[Opening DATA TO EXAMINE section]

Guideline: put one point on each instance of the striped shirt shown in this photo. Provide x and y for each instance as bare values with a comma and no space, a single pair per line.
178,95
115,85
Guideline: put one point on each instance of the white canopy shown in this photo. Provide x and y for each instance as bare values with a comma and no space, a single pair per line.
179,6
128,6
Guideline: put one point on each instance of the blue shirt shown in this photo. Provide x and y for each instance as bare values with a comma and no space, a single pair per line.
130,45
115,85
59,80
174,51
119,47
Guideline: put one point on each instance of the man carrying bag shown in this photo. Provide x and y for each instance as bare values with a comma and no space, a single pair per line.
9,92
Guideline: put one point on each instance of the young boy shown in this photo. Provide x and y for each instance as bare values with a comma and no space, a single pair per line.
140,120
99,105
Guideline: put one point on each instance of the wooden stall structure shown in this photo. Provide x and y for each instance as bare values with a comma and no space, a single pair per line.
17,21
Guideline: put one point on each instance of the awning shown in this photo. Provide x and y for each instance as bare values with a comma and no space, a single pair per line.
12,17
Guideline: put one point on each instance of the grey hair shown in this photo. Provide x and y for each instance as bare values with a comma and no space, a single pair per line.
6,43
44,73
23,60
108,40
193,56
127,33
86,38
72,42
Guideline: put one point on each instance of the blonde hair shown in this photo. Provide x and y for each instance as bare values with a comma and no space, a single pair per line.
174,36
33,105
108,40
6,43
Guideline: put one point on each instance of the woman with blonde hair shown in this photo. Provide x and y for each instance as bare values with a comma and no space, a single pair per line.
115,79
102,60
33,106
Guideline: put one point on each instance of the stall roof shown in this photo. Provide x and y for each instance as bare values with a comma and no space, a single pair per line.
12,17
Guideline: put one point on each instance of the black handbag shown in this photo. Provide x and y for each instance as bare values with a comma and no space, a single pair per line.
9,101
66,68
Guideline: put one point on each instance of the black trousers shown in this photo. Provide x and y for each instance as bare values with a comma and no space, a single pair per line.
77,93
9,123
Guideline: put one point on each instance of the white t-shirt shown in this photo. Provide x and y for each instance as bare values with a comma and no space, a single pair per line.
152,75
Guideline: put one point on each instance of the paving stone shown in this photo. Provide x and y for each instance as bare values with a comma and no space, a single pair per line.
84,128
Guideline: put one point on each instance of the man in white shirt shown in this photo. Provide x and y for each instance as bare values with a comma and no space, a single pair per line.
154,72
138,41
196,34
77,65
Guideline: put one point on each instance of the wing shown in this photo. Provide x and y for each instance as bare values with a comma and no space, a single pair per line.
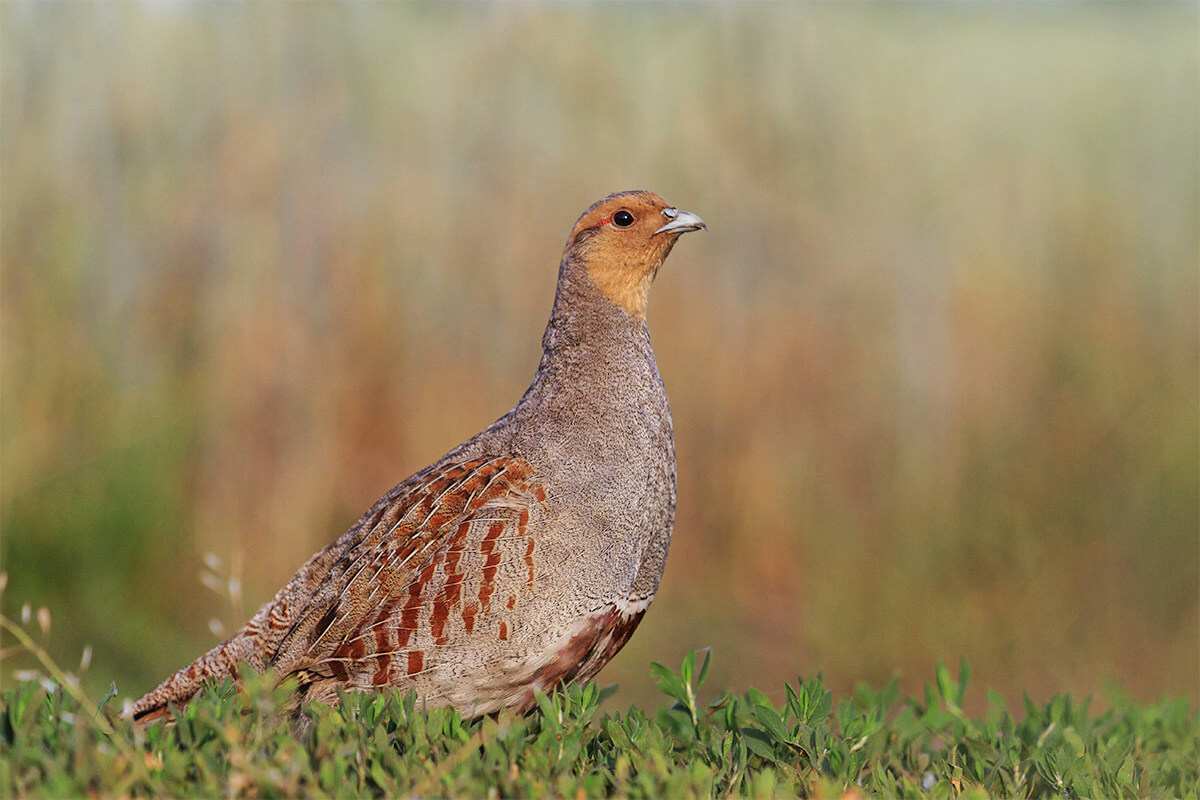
360,623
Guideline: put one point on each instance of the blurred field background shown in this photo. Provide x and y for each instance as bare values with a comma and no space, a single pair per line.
934,368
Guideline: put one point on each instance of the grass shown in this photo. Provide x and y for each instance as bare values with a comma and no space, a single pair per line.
804,743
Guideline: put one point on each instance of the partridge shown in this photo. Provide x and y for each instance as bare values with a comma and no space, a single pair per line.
525,557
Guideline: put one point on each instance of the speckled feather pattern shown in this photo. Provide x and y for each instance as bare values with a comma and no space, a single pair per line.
526,555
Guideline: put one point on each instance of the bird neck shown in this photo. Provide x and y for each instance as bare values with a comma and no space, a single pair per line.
585,323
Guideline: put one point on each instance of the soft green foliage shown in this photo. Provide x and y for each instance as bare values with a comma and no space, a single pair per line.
235,741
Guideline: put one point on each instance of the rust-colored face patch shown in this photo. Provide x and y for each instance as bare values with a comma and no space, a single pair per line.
616,240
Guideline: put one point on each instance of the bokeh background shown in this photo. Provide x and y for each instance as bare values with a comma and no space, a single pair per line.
934,368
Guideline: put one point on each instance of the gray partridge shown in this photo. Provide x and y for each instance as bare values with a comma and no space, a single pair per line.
526,555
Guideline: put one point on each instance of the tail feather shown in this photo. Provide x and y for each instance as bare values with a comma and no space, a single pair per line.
217,663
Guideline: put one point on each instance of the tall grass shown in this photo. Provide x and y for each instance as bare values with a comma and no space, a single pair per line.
934,368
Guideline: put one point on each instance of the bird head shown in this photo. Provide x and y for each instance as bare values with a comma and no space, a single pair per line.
623,240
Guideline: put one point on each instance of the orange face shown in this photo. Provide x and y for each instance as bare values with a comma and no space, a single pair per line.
623,241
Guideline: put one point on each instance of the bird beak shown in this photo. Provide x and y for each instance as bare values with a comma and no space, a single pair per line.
681,222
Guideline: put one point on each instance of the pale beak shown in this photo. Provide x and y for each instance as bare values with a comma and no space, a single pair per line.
681,222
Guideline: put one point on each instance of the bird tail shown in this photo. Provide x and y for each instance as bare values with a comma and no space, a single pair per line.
217,663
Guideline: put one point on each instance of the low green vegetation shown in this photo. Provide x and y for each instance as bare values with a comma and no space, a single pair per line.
803,741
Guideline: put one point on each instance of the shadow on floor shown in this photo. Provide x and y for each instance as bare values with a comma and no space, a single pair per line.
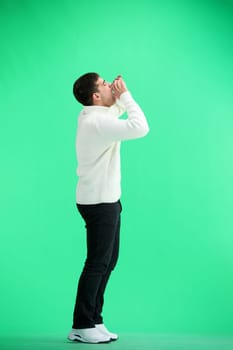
127,341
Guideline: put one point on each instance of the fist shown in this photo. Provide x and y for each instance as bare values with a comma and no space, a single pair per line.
118,86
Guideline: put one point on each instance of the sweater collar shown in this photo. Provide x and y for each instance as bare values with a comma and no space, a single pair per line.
95,108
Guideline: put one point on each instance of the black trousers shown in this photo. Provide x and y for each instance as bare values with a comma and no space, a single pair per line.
103,236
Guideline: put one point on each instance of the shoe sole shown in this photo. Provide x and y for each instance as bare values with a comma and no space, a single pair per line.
82,340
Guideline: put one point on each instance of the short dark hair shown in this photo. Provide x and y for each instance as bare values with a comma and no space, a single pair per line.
84,87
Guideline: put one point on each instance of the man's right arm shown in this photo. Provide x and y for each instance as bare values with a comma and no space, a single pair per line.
135,126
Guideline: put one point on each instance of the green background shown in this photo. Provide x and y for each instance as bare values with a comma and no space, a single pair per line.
175,269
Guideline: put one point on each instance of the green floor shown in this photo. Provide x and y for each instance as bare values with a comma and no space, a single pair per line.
127,341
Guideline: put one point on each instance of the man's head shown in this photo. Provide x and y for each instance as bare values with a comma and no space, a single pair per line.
90,89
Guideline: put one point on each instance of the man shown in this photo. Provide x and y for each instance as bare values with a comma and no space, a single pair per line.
98,192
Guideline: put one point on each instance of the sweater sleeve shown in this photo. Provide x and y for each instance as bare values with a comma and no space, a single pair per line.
133,127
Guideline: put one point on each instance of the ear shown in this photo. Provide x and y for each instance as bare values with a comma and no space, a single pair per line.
96,97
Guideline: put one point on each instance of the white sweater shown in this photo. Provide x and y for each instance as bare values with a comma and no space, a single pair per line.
98,139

[Closing DATA TO EXAMINE section]

WORK TO COMPLETE: Print each record exactly as it stands, skipping the pictures.

WRITTEN RESPONSE:
Guideline: put one point on each instance of the striped shirt shown in this photo. Provide x and y for each instance as bare values with a comma and no space, a single pair per line.
178,95
115,85
Guideline: put one point on each instance of the white canopy shown in this photo. Provide x and y for each instance as bare values with a comma and no space, a single pair per line.
179,6
128,6
Guideline: put one point on each instance of the blue shirt shown in this photo. Provide x and y for each instance as bare values with a comma and no space, a single pair per line.
130,45
115,85
59,80
174,51
119,47
Guideline: put one point on each instance of the man carrying bag shown in this photo. Provide x and y for each instance as bare values with a comma and no space, a single pair per line.
9,92
Guideline: put one point on each instance of the young boy shown in this photo. Provide x and y for each instance as bare values with a comma and no space, a single pair per line.
140,120
99,105
Guideline: put one point on each instance of the wooden stall structure shown in this photo. Provide x and y for each instance as bare values with a comma and no space, a single pair per line.
17,21
Guideline: put one point on each instance of the awning shown in this photo. Provide x and y for each instance as bare values with a comma and no space, a single pair per line.
12,17
Guideline: put one point on each instance of the grey hair shown in this photo. Provide x and y for each instance as bare values with a comma and no space, a single pair per line.
6,43
44,73
23,60
108,40
193,56
127,33
86,38
72,42
Guideline: put one point on each instance of the blonde hair shown in this photo. Provide x and y for each instance as bare values with a comma and no space, a single pair per line.
174,36
33,105
108,40
6,43
Guideline: put one point on each instance of the woman with blonde hair shown in this photo. Provide x and y for each instance as bare values with a comma and no space, a single pair per line.
115,79
102,60
33,106
Guideline: put one point on each instance of the stall roof shown in this photo. Provide x and y for each instance as bare values with a comma and no space, a single pair per line.
12,17
Guideline: put one point on each instance of the black handbag shown in this photo. Provide x and y for each instance as bare values with a comma and no space, a single pair per line.
9,101
66,68
Guideline: put one point on each instance of the black trousers shown in this photo. Provide x and y for each instance as bare values with a comma and no space, a single pair per line.
77,93
9,123
Guideline: put one point on each instance of the white t-shirt shown in this photo. Provide x and y for each instance as bare values with a comma and no space, a single pair per line.
152,75
Guideline: put one point on each instance of the paving stone shown in this photo. Provide x and y for each instance as bare values with a comma and no space, a single pair per line.
84,128
Guideline: put one point on each instance of the man in white shirt shown in this photo. Provide x and y for each instance as bare values with a comma and no space, a single pair per line.
154,72
138,41
196,34
77,65
Guideline: put one point on each instance of the wing shown in this photo. Provide x and y for each instance as bare values with a comma and no space, a single pair per line.
360,623
Guideline: put one point on each instance of the blurred field background shown in this photo. Provide x and y for each instance as bare values with a comma and no space, a single pair per line.
934,368
Guideline: put one point on each instance of the grass shown in this photo. Provide x and y for each instance as bare values with a comma and no space, a single pair per line.
804,743
Guideline: put one point on each instance of the partridge shown in this photo. Provide x and y for each instance as bare values with a comma and no space, a single pair per line.
525,557
Guideline: put one point on each instance of the speckled feather pattern shown in this photo. Provide x and y for each instance as bare values with a comma and no space, a single pair per line.
526,555
Guideline: put one point on each instance of the bird neck shown in this photo. Provide x and y for each instance as bare values with a comma and no space, a single pair per line.
585,323
Guideline: put one point on each instance of the soft green foliage shown in this photo. Provide x and y for each instance as bare values with a comma and no space, a single pair per line.
235,741
Guideline: put one point on each instance of the rust-colored face patch shown in this photo. Provide x and y for each instance as bare values with a comma and no space, a single pair per line.
616,240
Guideline: put one point on each instance of the bokeh background shown in this photo. Provide x and y for each instance as bare values with a comma and no space, a single pair per line.
934,368
Guideline: put one point on each instance of the gray partridge shown in this photo. Provide x and y for each instance as bare values with a comma and no space, a single pair per line.
526,555
Guideline: put one point on each instance of the tail feather shown in this photo. Provide x and y for each instance as bare values with a comma and no space, a single pair per line.
217,663
Guideline: put one point on each instance of the tall grass shown in this photo. Provide x and y for each instance as bare values with a comma and no space, a single pair per line.
934,368
Guideline: put one point on each instance of the bird head shown in this photo. Provide x and y for each instance as bare values with a comma and no space, a single pair per line.
623,240
Guideline: put one point on each instance of the orange face shown in this photo. Provide x and y for each instance as bare values with a comma and no space, a single pair per line.
623,241
Guideline: put one point on each instance of the bird beak shown in this photo. Provide x and y for each instance as bare values with a comma and no space, a single pair per line.
681,222
Guideline: put one point on each instance of the pale beak shown in this photo. Provide x and y for each instance as bare values with a comma and no space, a single pair per line.
681,222
Guideline: put one point on each instance of the bird tail shown in this photo. Provide x and y for each instance as bare values with a comma and no space, a single pair per line.
217,663
Guideline: put one point on each instance of the low green vegetation shown in this photo. Provide x and y for each instance as bare values with a comma and no space, a single pair per line.
803,741
Guideline: put one point on each instance of the shadow on floor shown in this photo. Provide x and y for each instance as bare values with a comma and no space, a single pair per line.
127,341
Guideline: put one point on each instance of the fist shown in this photo. Provide x and y for each instance as bare values with a comma and no space, a single pair per line.
118,86
Guideline: put one point on each instance of the sweater collar shown in this photo. Provide x and y for each instance as bare values with a comma and no space, a single pair per line.
95,108
Guideline: put one point on each instance of the black trousers shown in this photo. Provide x and y for each instance as bare values with a comma and no space, a single pair per line.
103,236
Guideline: put one point on each instance of the shoe sole shown in this photo. Provide x and y for each instance as bare values with a comma and no space, a single pair per line.
82,340
Guideline: put one point on each instance of the short dark hair shown in this photo. Provide x and y for each instance as bare values with a comma and no space, a single pair per line.
84,87
Guideline: put one point on each instance of the man's right arm shown in this photo. Provide x and y for each instance as bare values with a comma and no space, a single pair per line.
135,126
Guideline: put one point on each instance of the green background shown in this photo. Provide x and y for each instance as bare values with a comma and no space, a single pair per line.
175,269
Guideline: put one point on each instance of the green floor shown in this photo. Provide x and y for each instance as bare values with a comma and no space, a single pair per line.
127,341
Guideline: put one point on each instance of the man's head shown in this photo. Provide x and y for each instance as bare values with a comma and no space, a single pair per line.
90,89
Guideline: put one point on each instance of the man shown in this photo. Provide x and y for each instance as bare values with a comma and no space, a single pair per line.
98,192
Guideline: put one point on each instance of the sweater sleeve shown in this photo. Provide x and y for each instance as bare values with a comma and no space, a single pair per line.
133,127
Guideline: put one point on each instance of the ear shown in this photo. Provide x and y for each instance as bare values with a comma and no space, a single pair per line.
96,97
Guideline: put one point on each instance of the white sweater shown in this photo. Provide x and y for each instance as bare values with a comma and no space, a single pair per line.
98,139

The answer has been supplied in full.